Records in a dataset
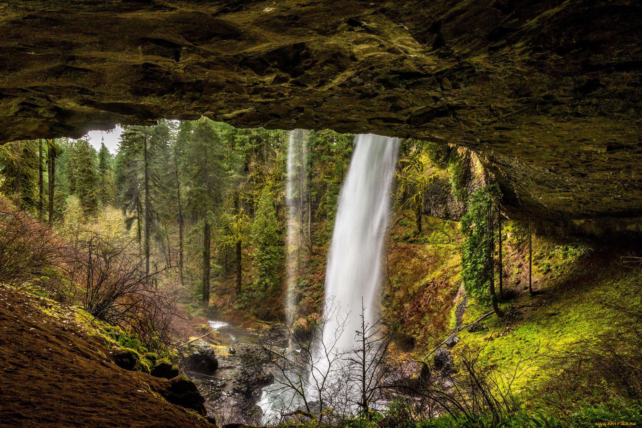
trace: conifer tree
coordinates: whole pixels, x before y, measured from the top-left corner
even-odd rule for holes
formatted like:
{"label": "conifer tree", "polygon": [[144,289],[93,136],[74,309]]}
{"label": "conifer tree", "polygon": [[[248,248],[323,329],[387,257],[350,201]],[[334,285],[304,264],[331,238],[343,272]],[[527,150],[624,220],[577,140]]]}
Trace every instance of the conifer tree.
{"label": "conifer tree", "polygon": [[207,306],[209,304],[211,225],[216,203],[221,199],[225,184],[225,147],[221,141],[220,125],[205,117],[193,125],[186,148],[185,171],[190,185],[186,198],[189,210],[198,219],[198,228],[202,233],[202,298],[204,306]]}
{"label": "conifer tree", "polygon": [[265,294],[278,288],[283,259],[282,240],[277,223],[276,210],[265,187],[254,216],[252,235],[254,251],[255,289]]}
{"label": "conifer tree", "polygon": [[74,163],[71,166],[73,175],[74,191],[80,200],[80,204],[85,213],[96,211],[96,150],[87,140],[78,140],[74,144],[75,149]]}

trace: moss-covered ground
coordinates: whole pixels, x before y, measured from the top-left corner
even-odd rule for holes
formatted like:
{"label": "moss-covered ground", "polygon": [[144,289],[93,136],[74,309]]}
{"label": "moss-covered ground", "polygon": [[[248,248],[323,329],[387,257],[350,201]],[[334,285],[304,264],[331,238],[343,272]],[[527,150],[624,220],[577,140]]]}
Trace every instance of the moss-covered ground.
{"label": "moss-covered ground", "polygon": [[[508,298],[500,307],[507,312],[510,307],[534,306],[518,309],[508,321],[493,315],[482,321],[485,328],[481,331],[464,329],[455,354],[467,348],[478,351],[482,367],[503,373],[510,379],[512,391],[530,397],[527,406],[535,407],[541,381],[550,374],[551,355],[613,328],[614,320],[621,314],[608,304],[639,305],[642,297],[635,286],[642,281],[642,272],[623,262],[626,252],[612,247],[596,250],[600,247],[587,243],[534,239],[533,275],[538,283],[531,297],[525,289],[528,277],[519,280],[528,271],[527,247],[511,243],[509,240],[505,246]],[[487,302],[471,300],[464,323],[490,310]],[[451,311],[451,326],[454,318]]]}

Task description
Rewrite the part of the material that opens with the line containing "trace: moss-covered ground" and runs through the end of the material, switching "top-left corner" to "upper-left corner" and leaving everything else unchanged.

Exercise response
trace: moss-covered ground
coordinates: whole pixels, x before y, measured from the upper-left corner
even-odd rule for holes
formatted like:
{"label": "moss-covered ground", "polygon": [[144,289],[93,136],[74,309]]}
{"label": "moss-covered ground", "polygon": [[[248,248],[323,329],[387,257],[350,201]],[[334,285],[304,264],[331,238],[343,272]],[[527,150],[624,220],[577,140]]]}
Trace every instance of the moss-covered ground.
{"label": "moss-covered ground", "polygon": [[[508,298],[500,307],[507,312],[510,307],[534,306],[518,309],[508,321],[493,315],[482,321],[485,328],[481,331],[464,329],[455,354],[467,348],[478,351],[482,367],[503,373],[510,379],[512,391],[530,397],[527,406],[535,407],[541,381],[550,374],[551,355],[613,328],[614,320],[621,314],[608,304],[639,305],[642,297],[635,286],[642,281],[642,272],[623,262],[626,252],[612,247],[596,250],[600,247],[587,243],[534,239],[533,275],[538,283],[531,297],[525,289],[528,277],[519,280],[528,271],[527,247],[511,243],[509,240],[505,246]],[[487,302],[471,300],[464,323],[490,310]],[[451,311],[451,326],[454,318]]]}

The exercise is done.